▶ Goals:
1. In the system description below, rewrite the paragraph that begins "The Input/Output Section is accessable as memory" as a short bulleted list, keeping its main facts.
2. According to the system description below, why is the central processor module triplicated and the transfer bus structure duplicated? Answer in one to three sentences.
━━ Text passage ━━
Maximum transfer rate on the Data Highway is greater
than 4 mega-32 bit-words per second.
o Processor Section
The Processor Section is from an operational point
of view a fail-safe central processor with a local
working storage of 2 mega byte of RAM. To ensure
continuous operation the central processor module
is triplicated while the transfer bus structure
is duplicated.
The central processor's view of the entire system
is as a memory where the input/output function
memory is accessable only from the associated central
processor while the remaining memory is accessable
from all central processors in the system. For
a more detailed description of the Processor Section
please refer to para. 2.2.1.
o Input/Output Section
The Input/Output Section is accessable as memory
from the associated central processor only. This
section is based upon a general available bus structure
(VME) which as other communication paths in the
system is dualized to ensure continuous fail-safe
operation. By utilizing this general bus structure
a great variety of input/output modules can easily
be installed in the system to form a very flexible
and cost efficient external interfacing system.
For a more detailed description of the Input/Output
Section please refer to para. 2.2.2.
2.1.2 P̲h̲y̲s̲i̲c̲a̲l̲ ̲L̲a̲y̲o̲u̲t̲
The physical dimension for the modules is based on
the standard eurocard format. However, two bord sizes
are used; the dobbel eurocard format and the triple
eurocard format. The later is actually defined for
the FUTURE-BUS modules.
Figure 2.1.2-1 shows an example of standard 19" rack
which is equipped with two different crates. The total
configuration contains 3 Processor Sections and 3 Input/Output
Sections.
━━━
━━ Listed records ━━
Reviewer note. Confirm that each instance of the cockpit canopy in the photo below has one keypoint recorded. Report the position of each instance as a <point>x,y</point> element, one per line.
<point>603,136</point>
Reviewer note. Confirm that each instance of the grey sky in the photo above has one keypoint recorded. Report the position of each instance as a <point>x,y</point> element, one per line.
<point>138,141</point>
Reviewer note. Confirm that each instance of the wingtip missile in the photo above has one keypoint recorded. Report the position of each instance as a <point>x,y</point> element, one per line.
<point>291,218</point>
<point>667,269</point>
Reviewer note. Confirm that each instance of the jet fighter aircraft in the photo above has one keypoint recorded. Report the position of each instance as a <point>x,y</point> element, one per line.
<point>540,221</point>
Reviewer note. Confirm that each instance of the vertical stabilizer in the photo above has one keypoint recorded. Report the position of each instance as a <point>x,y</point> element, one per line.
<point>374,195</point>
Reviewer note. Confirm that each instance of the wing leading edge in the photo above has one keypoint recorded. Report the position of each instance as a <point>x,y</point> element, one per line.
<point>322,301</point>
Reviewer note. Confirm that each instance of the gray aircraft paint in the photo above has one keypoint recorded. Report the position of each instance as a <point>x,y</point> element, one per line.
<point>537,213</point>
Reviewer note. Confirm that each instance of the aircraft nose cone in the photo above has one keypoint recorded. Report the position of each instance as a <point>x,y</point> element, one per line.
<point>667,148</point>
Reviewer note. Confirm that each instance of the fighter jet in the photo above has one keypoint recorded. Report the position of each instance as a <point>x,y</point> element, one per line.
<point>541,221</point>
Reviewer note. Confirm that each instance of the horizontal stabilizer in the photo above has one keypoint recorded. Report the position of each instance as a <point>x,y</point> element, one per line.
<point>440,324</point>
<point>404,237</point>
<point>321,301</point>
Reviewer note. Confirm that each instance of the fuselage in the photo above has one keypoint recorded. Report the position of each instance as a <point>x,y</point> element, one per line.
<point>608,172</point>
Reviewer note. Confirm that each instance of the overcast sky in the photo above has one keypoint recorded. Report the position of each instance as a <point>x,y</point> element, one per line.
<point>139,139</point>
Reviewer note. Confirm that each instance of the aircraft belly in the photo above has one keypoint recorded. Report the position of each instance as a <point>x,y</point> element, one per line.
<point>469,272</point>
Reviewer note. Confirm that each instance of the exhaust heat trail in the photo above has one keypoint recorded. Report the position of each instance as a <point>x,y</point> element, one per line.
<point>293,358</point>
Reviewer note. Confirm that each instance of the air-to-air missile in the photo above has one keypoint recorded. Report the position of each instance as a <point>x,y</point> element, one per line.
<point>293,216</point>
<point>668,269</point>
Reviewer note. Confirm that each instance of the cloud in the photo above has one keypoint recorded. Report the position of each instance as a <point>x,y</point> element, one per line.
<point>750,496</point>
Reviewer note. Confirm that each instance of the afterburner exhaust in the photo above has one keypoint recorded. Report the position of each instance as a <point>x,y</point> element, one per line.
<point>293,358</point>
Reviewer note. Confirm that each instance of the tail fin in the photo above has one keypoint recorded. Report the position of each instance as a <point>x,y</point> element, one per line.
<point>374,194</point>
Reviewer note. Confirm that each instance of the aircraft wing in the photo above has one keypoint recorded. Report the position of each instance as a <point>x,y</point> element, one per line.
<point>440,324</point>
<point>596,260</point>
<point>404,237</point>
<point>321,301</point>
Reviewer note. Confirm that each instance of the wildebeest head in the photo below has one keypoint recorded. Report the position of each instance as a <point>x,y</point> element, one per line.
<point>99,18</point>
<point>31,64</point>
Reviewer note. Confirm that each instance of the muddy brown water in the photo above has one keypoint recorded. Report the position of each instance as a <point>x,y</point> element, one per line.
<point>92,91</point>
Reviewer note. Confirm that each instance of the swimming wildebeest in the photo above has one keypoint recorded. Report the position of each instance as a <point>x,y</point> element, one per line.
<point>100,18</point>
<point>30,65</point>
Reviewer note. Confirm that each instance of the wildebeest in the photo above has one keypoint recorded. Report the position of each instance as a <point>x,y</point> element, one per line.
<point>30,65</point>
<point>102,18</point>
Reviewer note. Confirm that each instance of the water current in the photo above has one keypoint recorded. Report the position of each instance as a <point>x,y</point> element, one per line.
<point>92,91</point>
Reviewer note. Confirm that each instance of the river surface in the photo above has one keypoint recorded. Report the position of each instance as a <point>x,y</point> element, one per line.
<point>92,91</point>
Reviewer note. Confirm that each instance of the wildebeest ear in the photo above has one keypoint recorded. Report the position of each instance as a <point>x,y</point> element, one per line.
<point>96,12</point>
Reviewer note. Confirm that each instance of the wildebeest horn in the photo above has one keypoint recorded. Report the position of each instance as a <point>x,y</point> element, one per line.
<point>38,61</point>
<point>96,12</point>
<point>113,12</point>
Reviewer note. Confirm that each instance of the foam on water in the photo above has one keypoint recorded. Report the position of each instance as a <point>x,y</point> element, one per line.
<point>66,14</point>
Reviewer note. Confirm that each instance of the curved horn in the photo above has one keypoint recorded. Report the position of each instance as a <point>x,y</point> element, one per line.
━━━
▶ Results for each task:
1.
- Only its associated central processor can reach the Input/Output Section, which appears to that processor as memory.
- The section is built on a generally available bus structure, VME.
- Like the system's other communication paths, this bus is doubled to keep fail-safe operation continuous.
- Because of this general bus, many kinds of input/output modules can be installed easily, giving a flexible and cost-efficient external interfacing system.
- Para. 2.2.2 gives a more detailed description.

2. The central processor module is triplicated and the transfer bus structure duplicated to ensure continuous operation. This lets the Processor Section work, from an operational point of view, as a fail-safe central processor.